WHAT THE TASK ASKS: From the line that includes "Exercise. Point out the cab" to the last line of the data, quote each line precisely; both boundary lines belong in the answer.

[Labeled-object pointing entries]
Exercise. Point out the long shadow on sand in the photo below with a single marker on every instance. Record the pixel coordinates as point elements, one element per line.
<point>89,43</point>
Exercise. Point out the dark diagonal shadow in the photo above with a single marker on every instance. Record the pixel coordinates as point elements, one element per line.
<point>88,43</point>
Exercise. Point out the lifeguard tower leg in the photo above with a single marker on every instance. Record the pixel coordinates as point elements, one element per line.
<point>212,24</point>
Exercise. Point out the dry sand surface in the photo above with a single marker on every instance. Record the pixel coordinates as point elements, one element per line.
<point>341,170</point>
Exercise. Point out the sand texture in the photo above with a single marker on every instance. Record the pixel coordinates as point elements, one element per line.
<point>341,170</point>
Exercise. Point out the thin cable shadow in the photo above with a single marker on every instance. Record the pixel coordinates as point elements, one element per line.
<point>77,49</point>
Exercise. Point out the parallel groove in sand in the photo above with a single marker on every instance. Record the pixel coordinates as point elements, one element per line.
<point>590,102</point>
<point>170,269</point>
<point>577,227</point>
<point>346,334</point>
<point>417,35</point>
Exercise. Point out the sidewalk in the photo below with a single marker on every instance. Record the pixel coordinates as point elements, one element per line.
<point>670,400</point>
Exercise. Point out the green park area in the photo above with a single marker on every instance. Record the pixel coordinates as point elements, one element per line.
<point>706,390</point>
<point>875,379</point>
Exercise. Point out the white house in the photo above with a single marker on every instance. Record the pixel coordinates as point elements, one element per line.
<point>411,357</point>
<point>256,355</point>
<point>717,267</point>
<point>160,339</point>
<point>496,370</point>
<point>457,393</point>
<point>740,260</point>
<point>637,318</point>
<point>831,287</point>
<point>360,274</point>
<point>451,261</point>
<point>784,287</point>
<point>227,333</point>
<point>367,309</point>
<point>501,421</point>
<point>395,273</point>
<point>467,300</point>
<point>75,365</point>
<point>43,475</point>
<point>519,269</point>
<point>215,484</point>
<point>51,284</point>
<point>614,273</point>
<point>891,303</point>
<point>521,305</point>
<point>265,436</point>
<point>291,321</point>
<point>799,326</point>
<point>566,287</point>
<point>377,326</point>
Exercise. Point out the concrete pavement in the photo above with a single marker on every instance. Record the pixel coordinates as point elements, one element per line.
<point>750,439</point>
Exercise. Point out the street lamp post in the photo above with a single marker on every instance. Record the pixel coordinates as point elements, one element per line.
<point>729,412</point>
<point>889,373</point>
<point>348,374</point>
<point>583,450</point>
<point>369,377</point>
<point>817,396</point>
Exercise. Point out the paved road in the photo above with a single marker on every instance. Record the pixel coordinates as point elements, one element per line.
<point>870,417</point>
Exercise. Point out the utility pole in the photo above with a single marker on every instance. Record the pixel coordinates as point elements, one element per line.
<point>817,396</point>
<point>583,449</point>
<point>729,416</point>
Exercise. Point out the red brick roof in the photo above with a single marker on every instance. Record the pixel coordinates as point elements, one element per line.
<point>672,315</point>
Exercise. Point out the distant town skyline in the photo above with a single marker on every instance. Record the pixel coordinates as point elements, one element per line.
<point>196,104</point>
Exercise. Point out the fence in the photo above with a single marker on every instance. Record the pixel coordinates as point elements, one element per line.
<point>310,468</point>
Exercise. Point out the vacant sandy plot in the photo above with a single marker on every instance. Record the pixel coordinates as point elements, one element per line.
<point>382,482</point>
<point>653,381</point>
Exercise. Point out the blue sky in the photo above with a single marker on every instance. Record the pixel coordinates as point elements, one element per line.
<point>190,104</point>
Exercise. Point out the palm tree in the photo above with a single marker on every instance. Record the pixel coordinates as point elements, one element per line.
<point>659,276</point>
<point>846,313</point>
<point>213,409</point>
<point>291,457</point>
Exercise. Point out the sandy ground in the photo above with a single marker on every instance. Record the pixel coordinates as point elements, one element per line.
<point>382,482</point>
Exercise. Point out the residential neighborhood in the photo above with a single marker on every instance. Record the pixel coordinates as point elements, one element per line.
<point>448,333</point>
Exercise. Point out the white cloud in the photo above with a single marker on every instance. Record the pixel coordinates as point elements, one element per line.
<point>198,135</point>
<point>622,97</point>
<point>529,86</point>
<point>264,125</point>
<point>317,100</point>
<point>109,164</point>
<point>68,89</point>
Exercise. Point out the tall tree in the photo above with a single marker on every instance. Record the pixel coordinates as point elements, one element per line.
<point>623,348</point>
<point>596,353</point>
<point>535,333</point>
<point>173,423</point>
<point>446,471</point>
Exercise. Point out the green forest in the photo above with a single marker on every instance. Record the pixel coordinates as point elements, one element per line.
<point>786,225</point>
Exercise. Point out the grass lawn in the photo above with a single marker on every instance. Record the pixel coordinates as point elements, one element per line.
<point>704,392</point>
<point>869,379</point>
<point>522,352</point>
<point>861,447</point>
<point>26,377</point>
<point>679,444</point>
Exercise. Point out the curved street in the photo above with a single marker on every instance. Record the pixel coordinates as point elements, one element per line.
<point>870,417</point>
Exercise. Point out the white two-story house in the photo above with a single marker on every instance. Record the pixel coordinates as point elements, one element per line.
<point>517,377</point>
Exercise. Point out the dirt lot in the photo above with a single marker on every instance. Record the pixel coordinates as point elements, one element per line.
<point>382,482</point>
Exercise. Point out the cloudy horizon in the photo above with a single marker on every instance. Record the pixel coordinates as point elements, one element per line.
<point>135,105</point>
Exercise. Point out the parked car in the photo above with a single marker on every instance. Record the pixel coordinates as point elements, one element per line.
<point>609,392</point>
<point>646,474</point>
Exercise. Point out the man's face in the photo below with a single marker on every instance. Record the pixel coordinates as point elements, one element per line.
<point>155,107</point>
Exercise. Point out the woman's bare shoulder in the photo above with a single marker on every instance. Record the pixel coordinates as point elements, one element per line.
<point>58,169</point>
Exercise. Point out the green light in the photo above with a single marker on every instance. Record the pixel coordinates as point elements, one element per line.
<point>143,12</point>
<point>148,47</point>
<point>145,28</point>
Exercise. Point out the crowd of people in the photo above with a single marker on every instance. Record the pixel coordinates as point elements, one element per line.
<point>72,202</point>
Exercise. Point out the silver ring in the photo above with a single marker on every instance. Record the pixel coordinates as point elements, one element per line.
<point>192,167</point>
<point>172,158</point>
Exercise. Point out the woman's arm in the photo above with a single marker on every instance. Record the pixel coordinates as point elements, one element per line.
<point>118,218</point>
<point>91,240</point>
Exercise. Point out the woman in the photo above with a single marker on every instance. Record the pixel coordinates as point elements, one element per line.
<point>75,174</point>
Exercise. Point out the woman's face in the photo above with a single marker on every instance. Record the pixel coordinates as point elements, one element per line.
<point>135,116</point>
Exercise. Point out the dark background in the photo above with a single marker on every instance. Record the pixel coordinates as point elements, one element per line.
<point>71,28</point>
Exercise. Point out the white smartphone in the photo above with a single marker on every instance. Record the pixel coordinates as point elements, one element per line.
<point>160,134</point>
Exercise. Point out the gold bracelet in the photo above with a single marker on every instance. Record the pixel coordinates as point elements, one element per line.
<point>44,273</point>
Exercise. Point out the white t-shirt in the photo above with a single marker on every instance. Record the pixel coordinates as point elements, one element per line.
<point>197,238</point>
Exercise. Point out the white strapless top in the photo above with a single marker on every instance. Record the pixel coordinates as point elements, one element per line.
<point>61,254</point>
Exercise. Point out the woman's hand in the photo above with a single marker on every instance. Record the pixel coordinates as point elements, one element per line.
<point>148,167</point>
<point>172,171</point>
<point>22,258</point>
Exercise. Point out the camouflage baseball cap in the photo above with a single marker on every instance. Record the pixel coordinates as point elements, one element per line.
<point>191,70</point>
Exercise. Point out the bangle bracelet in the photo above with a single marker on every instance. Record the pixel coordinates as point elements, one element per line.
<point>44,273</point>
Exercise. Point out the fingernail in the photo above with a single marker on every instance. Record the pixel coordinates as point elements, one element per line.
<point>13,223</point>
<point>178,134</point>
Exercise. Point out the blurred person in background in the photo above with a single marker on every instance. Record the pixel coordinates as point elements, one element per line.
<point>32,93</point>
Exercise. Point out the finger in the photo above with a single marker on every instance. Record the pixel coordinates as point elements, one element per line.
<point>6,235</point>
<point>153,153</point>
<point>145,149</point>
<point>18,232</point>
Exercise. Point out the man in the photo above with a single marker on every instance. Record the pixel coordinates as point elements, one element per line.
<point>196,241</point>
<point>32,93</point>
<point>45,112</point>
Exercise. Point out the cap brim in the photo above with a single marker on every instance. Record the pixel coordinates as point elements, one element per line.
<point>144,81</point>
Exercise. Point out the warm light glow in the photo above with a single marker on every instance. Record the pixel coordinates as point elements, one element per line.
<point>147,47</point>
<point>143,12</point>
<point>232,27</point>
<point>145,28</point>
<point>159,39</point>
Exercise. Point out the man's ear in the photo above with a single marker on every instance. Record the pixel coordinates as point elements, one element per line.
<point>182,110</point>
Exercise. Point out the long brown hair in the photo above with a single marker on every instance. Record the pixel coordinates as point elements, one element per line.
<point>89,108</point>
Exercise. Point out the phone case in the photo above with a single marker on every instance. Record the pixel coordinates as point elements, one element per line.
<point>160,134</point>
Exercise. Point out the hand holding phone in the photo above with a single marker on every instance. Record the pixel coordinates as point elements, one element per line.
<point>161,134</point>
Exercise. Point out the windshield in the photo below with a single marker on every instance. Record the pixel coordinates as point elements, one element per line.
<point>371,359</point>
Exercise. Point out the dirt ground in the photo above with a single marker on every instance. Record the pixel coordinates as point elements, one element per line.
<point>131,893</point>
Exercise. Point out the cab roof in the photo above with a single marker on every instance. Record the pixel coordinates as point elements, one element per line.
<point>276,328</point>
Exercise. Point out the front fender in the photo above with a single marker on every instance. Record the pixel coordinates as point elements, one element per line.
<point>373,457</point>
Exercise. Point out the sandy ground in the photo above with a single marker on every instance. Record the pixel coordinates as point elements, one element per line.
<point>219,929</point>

CORRECT ANSWER:
Exercise. Point out the cab roof in the photo above with a single marker on every instance. Record the pixel coordinates as point elements, one element per line.
<point>276,328</point>
Exercise. Point out the front fender in the photo above with a single marker on every instance. Record the pixel coordinates as point elements, one element per line.
<point>373,457</point>
Exercise. Point out the sandy ground in the photo above with a single marker on every instance. Record the pixel coordinates as point elements, one element per line.
<point>219,929</point>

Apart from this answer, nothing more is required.